[QUOTED PASSAGE — start]

= Douglas Miller (surgeon) =

Scottish neurosurgeon

James Douglas Miller FRSE (20 July 1937 – 23 August 1995) was a Scottish neurosurgeon of international repute. The Douglas Miller Memorial Lecture is named in his honour.

==Life==
He was born in Glasgow on 20 July 1937. His father was an executive at Collins the publisher. He was educated at Glasgow Academy then studied medicine at the University of Glasgow graduating with an MB ChB. Meeting Bryan Jennett he was inspired to be a neurosurgeon.

From 1962 to 1965 he was Surgical Senior House Officer at Glasgow Royal Infirmary. From 1965 to 1967 he was a Medical Research Council Fellow. In 1969 he went to America to the University of Pennsylvania to study under Dr Langfitt. In 1971 he returned to Scotland and began lecturing in neurosurgery at the University of Glasgow. In 1975 he became Professor of Neurosurgery at the Medical College of Virginia and in 1981 returned to Scotland as Professor of Surgical Neurology at the University of Edinburgh. He was also a practising neurosurgeon at Edinburgh's Western General Hospital. Noted Indian neurosurgeon B. K. Misra is one of his students.

In 1992 he was elected a Fellow of the Royal Society of Edinburgh. His proposers were Phillip Harris, Cameron Gould, Sir Patrick Forrest and Sir Abraham Goldberg.

He died of a heart attack in Edinburgh on 23 August 1995.

==Family==

In 1965 he was married to Margaret (Margot) Rainey. They had two sons, Derek and Kenneth.

[QUOTED PASSAGE — finish]
[EXTRACTED MATERIAL — start]

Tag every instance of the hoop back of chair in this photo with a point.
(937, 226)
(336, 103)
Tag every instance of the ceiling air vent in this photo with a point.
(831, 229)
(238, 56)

[EXTRACTED MATERIAL — finish]

- **DIRECTIONS FOR THIS TASK**
Please print the passage of the Douglas Miller biography from "James Douglas Miller" up to and including "in his honour.", copying it word for word.

- **RESULT**
James Douglas Miller FRSE (20 July 1937 – 23 August 1995) was a Scottish neurosurgeon of international repute. The Douglas Miller Memorial Lecture is named in his honour.